Repeat the data below in full and exactly.

Stored data |
>>>

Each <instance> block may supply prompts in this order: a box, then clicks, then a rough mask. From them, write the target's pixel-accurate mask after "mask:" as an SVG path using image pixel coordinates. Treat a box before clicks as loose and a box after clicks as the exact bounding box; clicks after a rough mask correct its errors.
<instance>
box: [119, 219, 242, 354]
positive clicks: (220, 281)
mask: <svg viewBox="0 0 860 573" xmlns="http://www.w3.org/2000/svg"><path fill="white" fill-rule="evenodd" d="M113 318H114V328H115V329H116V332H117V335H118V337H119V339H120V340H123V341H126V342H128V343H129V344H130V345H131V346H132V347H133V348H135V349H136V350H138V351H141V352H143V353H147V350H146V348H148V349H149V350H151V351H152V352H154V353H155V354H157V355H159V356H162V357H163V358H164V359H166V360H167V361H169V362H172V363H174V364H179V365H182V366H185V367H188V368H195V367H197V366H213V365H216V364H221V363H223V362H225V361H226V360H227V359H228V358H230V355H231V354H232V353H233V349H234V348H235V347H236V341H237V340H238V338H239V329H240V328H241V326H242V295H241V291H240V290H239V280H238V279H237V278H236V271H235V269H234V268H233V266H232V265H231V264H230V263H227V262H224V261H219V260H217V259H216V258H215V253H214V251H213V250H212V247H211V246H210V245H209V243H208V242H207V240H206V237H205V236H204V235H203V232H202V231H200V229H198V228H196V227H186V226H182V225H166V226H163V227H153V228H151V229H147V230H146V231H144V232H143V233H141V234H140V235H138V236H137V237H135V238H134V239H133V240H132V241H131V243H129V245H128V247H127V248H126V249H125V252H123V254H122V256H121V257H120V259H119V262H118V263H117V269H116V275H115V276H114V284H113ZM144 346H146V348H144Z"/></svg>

<<<

REPLY TO THE EXERCISE |
Each <instance> block may supply prompts in this order: a box, then clicks, then a rough mask. From them, write the target's pixel-accurate mask after "mask:" as an SVG path using image pixel coordinates. Treat a box before clicks as loose and a box after clicks as the exact bounding box; clicks after a rough mask correct its errors.
<instance>
box: [119, 219, 242, 354]
positive clicks: (220, 281)
mask: <svg viewBox="0 0 860 573" xmlns="http://www.w3.org/2000/svg"><path fill="white" fill-rule="evenodd" d="M113 318H114V328H115V329H116V332H117V335H118V337H119V339H120V340H123V341H126V342H128V343H129V344H130V345H131V346H132V347H133V348H135V349H136V350H138V351H141V352H143V353H147V350H146V348H148V349H149V350H151V351H152V352H154V353H155V354H157V355H159V356H162V357H163V358H164V359H166V360H167V361H169V362H172V363H174V364H179V365H182V366H185V367H188V368H195V367H197V366H213V365H216V364H221V363H223V362H225V361H226V360H227V359H228V358H230V355H231V354H232V353H233V349H234V348H235V347H236V341H237V340H238V338H239V329H240V328H241V326H242V295H241V291H240V290H239V280H238V279H237V278H236V271H235V269H234V268H233V266H232V265H231V264H230V263H227V262H224V261H219V260H217V259H216V258H215V253H214V251H213V250H212V247H211V246H210V245H209V243H208V242H207V240H206V237H205V236H204V235H203V232H202V231H200V229H198V228H196V227H186V226H182V225H166V226H163V227H153V228H151V229H147V230H146V231H144V232H143V233H141V234H140V235H138V236H137V237H135V238H134V239H133V240H132V241H131V243H129V245H128V247H127V248H126V249H125V252H123V254H122V256H121V257H120V259H119V262H118V263H117V269H116V275H115V276H114V284H113ZM144 346H146V348H144Z"/></svg>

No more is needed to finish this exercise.